[Entries taken from a collection]
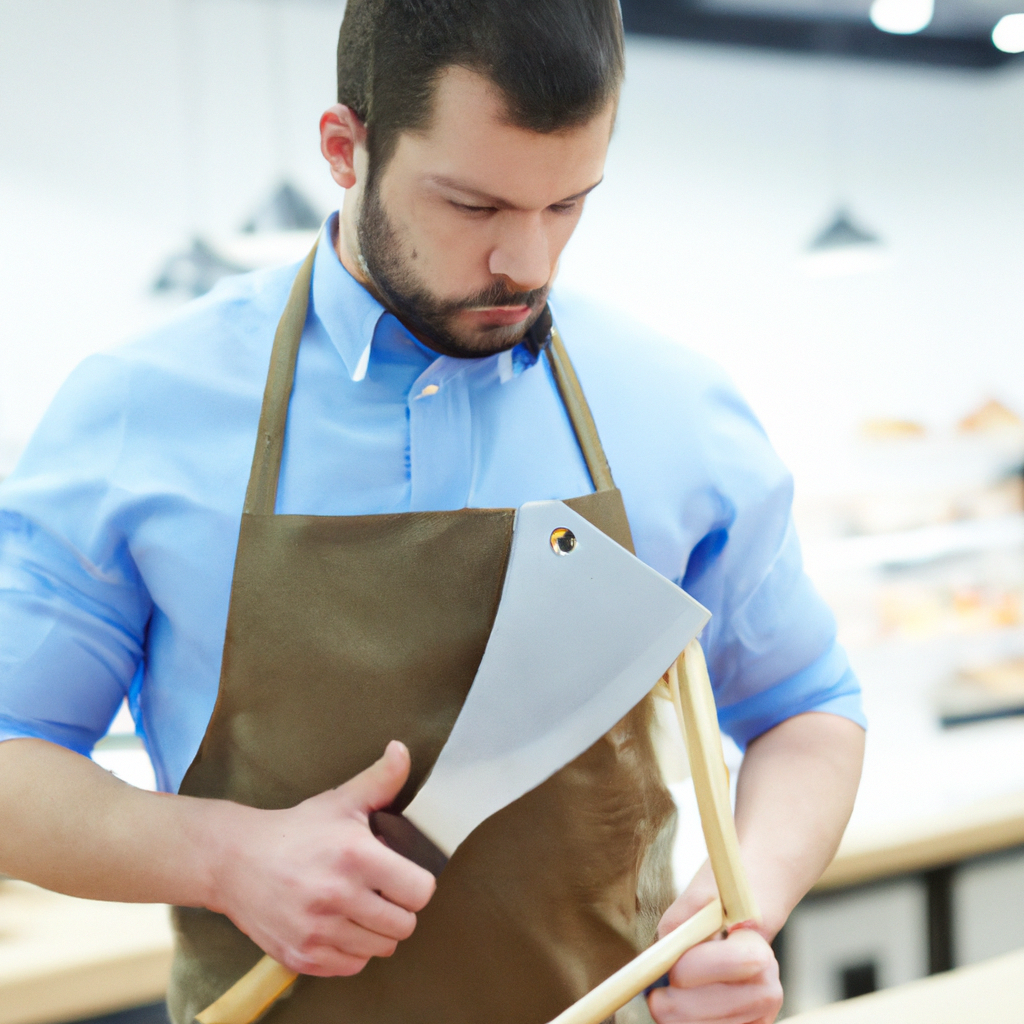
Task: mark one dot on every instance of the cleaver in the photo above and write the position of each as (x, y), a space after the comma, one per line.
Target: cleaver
(583, 633)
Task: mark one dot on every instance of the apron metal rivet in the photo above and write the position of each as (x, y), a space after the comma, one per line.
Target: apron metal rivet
(562, 541)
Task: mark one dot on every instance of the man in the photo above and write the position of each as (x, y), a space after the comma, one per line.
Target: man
(467, 137)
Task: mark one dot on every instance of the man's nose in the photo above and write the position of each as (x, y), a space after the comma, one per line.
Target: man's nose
(522, 254)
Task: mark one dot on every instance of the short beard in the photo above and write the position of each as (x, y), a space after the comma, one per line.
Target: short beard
(430, 318)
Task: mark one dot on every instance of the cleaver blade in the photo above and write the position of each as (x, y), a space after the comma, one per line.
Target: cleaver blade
(584, 631)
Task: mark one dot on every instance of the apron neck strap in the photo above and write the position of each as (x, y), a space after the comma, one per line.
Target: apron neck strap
(579, 413)
(261, 495)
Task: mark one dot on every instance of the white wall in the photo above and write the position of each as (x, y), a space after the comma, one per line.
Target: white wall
(129, 123)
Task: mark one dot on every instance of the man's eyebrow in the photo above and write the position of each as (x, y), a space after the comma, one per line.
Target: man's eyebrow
(496, 201)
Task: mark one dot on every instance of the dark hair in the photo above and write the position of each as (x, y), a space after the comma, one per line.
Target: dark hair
(557, 62)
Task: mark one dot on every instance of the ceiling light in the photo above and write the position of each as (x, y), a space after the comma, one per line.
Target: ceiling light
(1009, 34)
(903, 17)
(844, 248)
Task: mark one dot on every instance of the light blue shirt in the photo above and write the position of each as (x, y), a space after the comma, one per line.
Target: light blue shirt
(119, 525)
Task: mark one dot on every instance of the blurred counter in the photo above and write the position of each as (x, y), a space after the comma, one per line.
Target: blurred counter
(64, 958)
(991, 992)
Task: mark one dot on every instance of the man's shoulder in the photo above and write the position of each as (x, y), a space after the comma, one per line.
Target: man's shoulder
(612, 349)
(217, 333)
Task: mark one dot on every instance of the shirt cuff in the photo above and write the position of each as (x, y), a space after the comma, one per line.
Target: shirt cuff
(825, 685)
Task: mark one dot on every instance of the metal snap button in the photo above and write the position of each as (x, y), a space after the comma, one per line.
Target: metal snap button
(562, 541)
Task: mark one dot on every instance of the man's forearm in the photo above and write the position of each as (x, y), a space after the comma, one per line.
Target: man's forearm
(309, 884)
(794, 798)
(72, 826)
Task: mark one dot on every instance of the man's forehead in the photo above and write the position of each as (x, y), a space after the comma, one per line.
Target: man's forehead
(471, 144)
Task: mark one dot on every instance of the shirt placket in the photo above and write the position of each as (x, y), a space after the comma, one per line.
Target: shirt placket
(440, 437)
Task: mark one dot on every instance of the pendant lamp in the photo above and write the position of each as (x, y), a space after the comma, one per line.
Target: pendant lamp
(844, 247)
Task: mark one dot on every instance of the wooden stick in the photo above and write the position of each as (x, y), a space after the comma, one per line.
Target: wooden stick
(698, 720)
(694, 705)
(612, 993)
(251, 995)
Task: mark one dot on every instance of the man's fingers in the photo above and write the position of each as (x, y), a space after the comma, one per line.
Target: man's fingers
(381, 915)
(729, 1004)
(742, 956)
(381, 782)
(396, 879)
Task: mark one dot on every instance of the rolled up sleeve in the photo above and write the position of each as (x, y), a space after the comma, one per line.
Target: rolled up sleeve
(73, 609)
(771, 643)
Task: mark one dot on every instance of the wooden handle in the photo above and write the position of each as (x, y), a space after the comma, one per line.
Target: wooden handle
(600, 1003)
(251, 995)
(694, 702)
(698, 720)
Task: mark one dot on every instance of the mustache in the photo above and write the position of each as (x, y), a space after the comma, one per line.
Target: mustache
(500, 295)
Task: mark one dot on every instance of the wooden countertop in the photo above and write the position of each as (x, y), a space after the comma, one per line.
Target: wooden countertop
(64, 958)
(931, 842)
(991, 992)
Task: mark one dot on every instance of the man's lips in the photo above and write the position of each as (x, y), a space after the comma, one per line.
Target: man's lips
(499, 315)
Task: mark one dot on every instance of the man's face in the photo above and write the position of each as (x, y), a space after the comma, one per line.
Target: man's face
(463, 230)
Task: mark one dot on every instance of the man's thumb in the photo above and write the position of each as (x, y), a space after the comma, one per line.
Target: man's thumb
(380, 783)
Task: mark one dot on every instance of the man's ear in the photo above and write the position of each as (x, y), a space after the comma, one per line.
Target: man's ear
(342, 131)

§ Your task: Repeat the records above exactly, without pictures.

§ Task solution:
Task: mark one dot on every instance of the cleaver in the photo above and write the position of each as (x, y), a space after the comma, one per line.
Target: cleaver
(583, 633)
Task: mark one dot on every instance of the apron metal rivet in the photo above and write the position of each as (x, y), a space after the comma, one per line.
Target: apron metal rivet
(562, 541)
Task: mark one dot on every instance of the man in the photo above and write the position of each as (x, y), a space after the comma, one per line.
Target: man
(467, 137)
Task: mark one dot on every instance of the man's nose in the photo above and write the position of each as (x, y), a space after the comma, one per line.
Target: man's nose
(522, 254)
Task: mark one dot on every instance of the short beard in the photo above and write the position of each as (x, y), a space after the comma, one per line.
Target: short beard
(430, 318)
Task: mark one dot on every instance of the cleaver blade in the photo above and write the position of each as (x, y), a space after the comma, one per line.
Target: cleaver blade
(584, 631)
Task: mark one dot on every instance of the apron neck strap in the photo above and write the position of each as (x, y), a space after the comma, one per line.
Target: apron neck strap
(579, 413)
(261, 495)
Task: mark one dot on every instance of the white wall in the photo above and write the position of each as (x, y), a space after the comma, one per line.
Target: white wall
(129, 123)
Task: mark one dot on every instance of the man's eyebrow in the photo above and write the position of each as (x, y), a space after the comma, one per line.
Target: man's eyebrow
(496, 201)
Task: mark one dot on every instance of the dark hair in the photo above and write the position of each as (x, y), a space after the comma, one per line.
Target: dark hair
(557, 62)
Task: mark one dot on every instance of the ceiling light in the photo above and write the position of each as (x, y), a space after the comma, one per line.
Target: ceiling light
(1009, 34)
(903, 17)
(844, 248)
Task: mark one dot on every instance of the light blue shirt in the photo above and write the position of each as (x, y), a space after the comma, one per line.
Target: light blue shirt
(119, 525)
Task: mark one dot on every instance of the blurred counter in the photo above and write the position of each as (x, y), a space after the comma, one per line.
Target: blurred counter
(64, 958)
(991, 992)
Task: mark one dot on every instance of the man's shoulder in the photo above and write the position of each as (x, y), a space after the comma, one per line.
Target: man's shoulder
(612, 349)
(217, 333)
Task: mark one dot on every instance of the shirt cuff in the photo above and write the position of each as (x, y), a space after the comma, one per line.
Target: shirt cuff
(825, 685)
Task: mark one dot on every instance of the metal snap button in the photo above and write the position of each as (x, y), a space after the comma, one per line.
Target: metal snap button
(562, 541)
Task: mark one dot on every instance of the man's forearm in the photo above and write the position of each as (x, y), a space after the comma, one per line.
Target: man's forearm
(309, 884)
(794, 798)
(72, 826)
Task: mark one dot on every instance of the man's forehead in the photo above and write the position of each as (x, y), a space after the comma, one per line.
Target: man's forehead
(471, 144)
Task: mark one dot on every instance of the shirt placket in the photo above and write the position of each as (x, y), a space after the comma, one per line.
Target: shirt placket
(440, 437)
Task: mark one dot on every instance of the pendant lamp in the photo above and write the position of each as (x, y), a space after the comma, one per line.
Target: pendant lamp
(844, 247)
Task: mark one dot on every instance of the wooden stick in the photo above and write the position of each as (x, y), a space after the comma, one per line.
Target: wooden stick
(698, 720)
(694, 705)
(612, 993)
(251, 995)
Task: mark one dot on every instance of the man's fingers in the photo above and write the position of each as (x, y), a space after the comma, one per line.
Target: man's fingers
(381, 915)
(729, 1004)
(742, 956)
(381, 782)
(396, 879)
Task: mark one dot on every instance of the rolled up sleeve in the photo above and write the position of each as (x, y), a space after the comma, one per line.
Target: rolled up sleeve
(73, 609)
(771, 643)
Task: mark one dot on every instance of the wooden handle in the photo above and write the position of each as (x, y), a space after the comma, one per line.
Target: wooden handle
(600, 1003)
(251, 995)
(694, 702)
(698, 720)
Task: mark one dot on every instance of the mustache in the photo above and write the position of each as (x, y), a space after the comma, one per line.
Target: mustache
(500, 295)
Task: mark one dot on every instance of the wooden countertop in the photo above and write the position of each as (x, y), a space after the comma, one per line.
Target: wooden countertop
(64, 958)
(931, 842)
(991, 992)
Task: mark one dot on every instance of the man's lips in the photo above and write the position of each as (x, y), a space after the comma, one per line.
Target: man's lips
(499, 315)
Task: mark one dot on every instance of the man's face in the photo above and write the position of each as (x, y), a space after the comma, one per line.
Target: man's face
(463, 230)
Task: mark one dot on every instance of the man's thumb in the photo above and write the position of each as (x, y), a space after the comma, one per line.
Target: man's thumb
(380, 783)
Task: mark one dot on every instance of the man's ear in the photo above and write the position of each as (x, y), a space after the comma, one per line.
Target: man's ear
(342, 131)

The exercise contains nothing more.